Page excerpt:
Sergio Trujillo is a theater director and choreographer. Born in Colombia and raised in Toronto, Canada, he is now an American citizen and resides in New York City. Trujillo was the recipient of the 2019 Tony Award for Best Choreography for Ain't Too Proud and the 2015 Laurence Olivier Award for Best Theatre Choreographer for Memphis. He is the first ever Hispanic recipient of the Tony Award for Best Choreography. 

He received his first Emmy Award nomination in 2021 for NBC’s Christmas in Rockefeller Center.

Biography 
Trujillo was born in Cali, Colombia and moved to the Canada suburb of North York, Toronto with his family at age 12. He is very close with his mother, Sara Trujillo, and his sister, Amparo Casilimas. His beloved father, Reynaldo Trujillo, as well as his brother, Reinaldo Trujillo, are deceased. Trujillo named his production company Two Kings Productions in memory of his father and brother. 

He studied science at the University of Toronto and then attended chiropractic school. However, he left school to pursue a dance career in New York City.

Of his desire to be a choreographer he said: "I knew that “Fosse” would be my last show as a dancer when I began feeling limited by somebody else’s work. I didn’t get to express myself, and I needed to do something about it."

In 2011, Trujillo had the honor of having four shows simultaneously running on Broadway: Tony Award winning Best Musical Memphis (Olivier Award, Outer Critics Circle Award, Drama Desk and Astaire Award nominations), Tony and Olivier Award winning Best Musical Jersey Boys (Greenroom Award, Olivier, Drama Desk, Dora, Outer Critics Circle Award nominations), The Addams Family, and Next to Normal, the recipient of the 2010 Pulitzer Prize.

Broadway and off-broadway 
Trujillo made his Broadway debut as a performer in Jerome Robbins' Broadway in 1989. He also appeared in Guys and Dolls (1992), Victor/Victoria (1998) and Fosse (1999). He made his choreographic debut in 2005 with All Shook Up, followed up by Jersey Boys the same year.

Trujillo is the choreographer of the Broadway production of Summer: The Donna Summer Musical which earned him a 2018 Chita Rivera Award for Dance and Choreography. Other Broadway credits include: On Your Feet! (Tony Award Nomination, Astaire Award), Hands on a Hardbody (Drama Desk nomination), Leap of Faith (Drama Desk Nomination), and Guys and Dolls (Astaire Awards nomination).

Off-Broadway he choreographed Paul Simon's The Capeman at the Public Theater, Invisible Thread (2015 Lucille Lortel Award Nomination), Bare: A Pop Opera (2004), A Tree Grows in Brooklyn for City Center Encores!, The Great American Trailer Park Musical (2005), The Public Theater — Shakespeare in the Park (New York City's production of Romeo & Juliet (2007), Kismet for Encores! and Saved (2008) for Playwrights Horizons (Lucille Lortel Award nomination).

He directed Gloria Estefan & Miami Sound Machine on Broadway at the Minskoff Theatre and was the director/choreographer of digital concert ¡Viva Broadway! Hear Our Voices.

Data:
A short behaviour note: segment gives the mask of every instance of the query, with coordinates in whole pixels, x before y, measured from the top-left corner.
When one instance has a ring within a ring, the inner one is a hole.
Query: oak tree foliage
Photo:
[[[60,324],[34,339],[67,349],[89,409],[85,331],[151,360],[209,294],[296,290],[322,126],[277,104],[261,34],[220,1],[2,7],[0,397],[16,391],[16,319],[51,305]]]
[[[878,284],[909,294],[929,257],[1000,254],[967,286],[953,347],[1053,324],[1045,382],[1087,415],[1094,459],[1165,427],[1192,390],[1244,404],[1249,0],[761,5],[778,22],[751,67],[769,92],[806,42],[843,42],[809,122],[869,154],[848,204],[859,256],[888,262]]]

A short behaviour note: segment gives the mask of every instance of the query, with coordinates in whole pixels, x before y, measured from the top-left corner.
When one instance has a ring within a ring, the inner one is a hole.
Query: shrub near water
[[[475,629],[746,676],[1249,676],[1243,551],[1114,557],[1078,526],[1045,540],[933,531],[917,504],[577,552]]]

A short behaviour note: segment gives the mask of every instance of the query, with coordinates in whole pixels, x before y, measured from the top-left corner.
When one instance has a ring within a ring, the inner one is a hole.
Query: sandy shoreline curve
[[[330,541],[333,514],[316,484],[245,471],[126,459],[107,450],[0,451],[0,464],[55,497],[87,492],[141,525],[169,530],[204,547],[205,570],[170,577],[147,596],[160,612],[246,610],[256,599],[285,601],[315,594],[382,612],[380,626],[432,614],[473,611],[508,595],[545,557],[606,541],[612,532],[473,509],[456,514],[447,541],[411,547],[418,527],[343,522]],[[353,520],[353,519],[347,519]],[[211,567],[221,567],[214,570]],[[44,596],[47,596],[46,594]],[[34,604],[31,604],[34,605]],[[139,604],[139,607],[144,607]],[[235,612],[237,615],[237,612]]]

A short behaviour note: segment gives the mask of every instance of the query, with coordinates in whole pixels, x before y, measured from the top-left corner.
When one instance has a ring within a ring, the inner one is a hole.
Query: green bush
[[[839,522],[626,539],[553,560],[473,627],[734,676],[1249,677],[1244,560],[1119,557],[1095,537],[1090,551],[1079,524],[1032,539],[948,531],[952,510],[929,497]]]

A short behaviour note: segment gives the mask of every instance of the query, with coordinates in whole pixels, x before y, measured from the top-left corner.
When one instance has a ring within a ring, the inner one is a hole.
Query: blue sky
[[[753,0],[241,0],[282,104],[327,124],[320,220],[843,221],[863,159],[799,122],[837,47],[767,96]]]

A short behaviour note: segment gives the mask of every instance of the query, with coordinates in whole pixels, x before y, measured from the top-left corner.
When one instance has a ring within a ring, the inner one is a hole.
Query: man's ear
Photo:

Aim A: In the Sergio Trujillo profile, which show won him the 2019 Tony Award for Best Choreography?
Aim B: From the Sergio Trujillo profile, pull out the passage word for word, starting with "Of his desire" and going on through "2010 Pulitzer Prize.".
The lines play no part in this work.

Correct output A: Ain't Too Proud

Correct output B:
Of his desire to be a choreographer he said: "I knew that “Fosse” would be my last show as a dancer when I began feeling limited by somebody else’s work. I didn’t get to express myself, and I needed to do something about it."

In 2011, Trujillo had the honor of having four shows simultaneously running on Broadway: Tony Award winning Best Musical Memphis (Olivier Award, Outer Critics Circle Award, Drama Desk and Astaire Award nominations), Tony and Olivier Award winning Best Musical Jersey Boys (Greenroom Award, Olivier, Drama Desk, Dora, Outer Critics Circle Award nominations), The Addams Family, and Next to Normal, the recipient of the 2010 Pulitzer Prize.